▶ Text excerpt:
------------------------------------------------------------------------

# Stanford cs231n Notes

Winter 2016 series by Li Fei-Fei, Andrej Karpathy and Justin Johnson

[videos](https://www.youtube.com/playlist?list=PLkt2uSq6rBVctENoVBg1TpCC7OQi31AlC)

[material](http://cs231n.stanford.edu/2016/syllabus.html)

# Lecture 3

## SVM

Given a classifier in the form of $f(x, W)=Wx$ that assigns class scores. 

Given an example $(x_i, y_i)$, where $x_i$ is the image and $y_i$ is the integer label, and the score vector is $s = f(x_i, W)$.

The **Multi-class SVM Loss (Hinge Loss)** for an example is given by: 

$$ L_i = \sum_{j \neq y_i} \max(0, s_j - s_{y_i} + 1) $$

1 above is a **safty margin** (typical SVM hyperparameter), detailed notes showed that it does not matter as weights can also scale to compensate for it.

The loss is essentially summing the error for all the incorrect classes.

The **full training losss** is the mean over all examples in the training data:

$$ L = \frac{1}{N} \sum_{i=1}^{N} L_i $$

Note: **Squared Hinge Loss**, sometimes works better but meaning is different.

------------------------------------------------------------------------

▶ Instructions:
a. According to the lecture notes, who gave the Winter 2016 series?
b. Please write out the lecture notes from "Given an example" up to and including "compensate for it.", changing "integer label" to "class index".

------------------------------------------------------------------------

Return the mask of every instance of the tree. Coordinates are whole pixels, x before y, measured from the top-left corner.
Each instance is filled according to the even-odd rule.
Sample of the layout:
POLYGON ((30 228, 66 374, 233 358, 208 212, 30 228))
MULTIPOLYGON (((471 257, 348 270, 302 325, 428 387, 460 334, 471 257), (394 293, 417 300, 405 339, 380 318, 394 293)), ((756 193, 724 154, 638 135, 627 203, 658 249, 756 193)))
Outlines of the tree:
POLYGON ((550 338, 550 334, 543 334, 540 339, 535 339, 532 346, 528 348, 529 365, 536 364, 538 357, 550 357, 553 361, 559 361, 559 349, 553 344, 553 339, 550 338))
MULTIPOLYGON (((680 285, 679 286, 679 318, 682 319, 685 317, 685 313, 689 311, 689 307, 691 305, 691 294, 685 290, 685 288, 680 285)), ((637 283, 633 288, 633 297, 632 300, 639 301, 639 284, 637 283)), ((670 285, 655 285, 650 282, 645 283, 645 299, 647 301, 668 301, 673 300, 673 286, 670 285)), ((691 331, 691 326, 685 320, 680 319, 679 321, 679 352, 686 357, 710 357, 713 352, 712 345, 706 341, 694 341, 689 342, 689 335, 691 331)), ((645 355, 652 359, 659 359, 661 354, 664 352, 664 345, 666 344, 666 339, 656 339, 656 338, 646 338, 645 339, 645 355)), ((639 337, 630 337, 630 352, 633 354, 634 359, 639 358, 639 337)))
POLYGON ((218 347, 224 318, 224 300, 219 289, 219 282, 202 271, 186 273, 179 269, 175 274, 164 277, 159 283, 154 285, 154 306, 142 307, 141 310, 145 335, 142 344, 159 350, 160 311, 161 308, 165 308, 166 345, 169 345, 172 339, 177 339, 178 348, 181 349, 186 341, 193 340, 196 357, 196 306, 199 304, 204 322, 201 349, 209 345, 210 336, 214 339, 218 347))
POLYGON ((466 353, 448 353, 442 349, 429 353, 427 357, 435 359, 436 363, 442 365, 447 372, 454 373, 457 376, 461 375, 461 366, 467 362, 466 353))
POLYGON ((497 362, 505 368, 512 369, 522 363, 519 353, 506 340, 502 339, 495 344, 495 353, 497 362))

------------------------------------------------------------------------

▶ Task-by-task results:
a. Li Fei-Fei, Andrej Karpathy and Justin Johnson.

b.
Given an example $(x_i, y_i)$, where $x_i$ is the image and $y_i$ is the class index, and the score vector is $s = f(x_i, W)$.

The **Multi-class SVM Loss (Hinge Loss)** for an example is given by: 

$$ L_i = \sum_{j \neq y_i} \max(0, s_j - s_{y_i} + 1) $$

1 above is a **safty margin** (typical SVM hyperparameter), detailed notes showed that it does not matter as weights can also scale to compensate for it.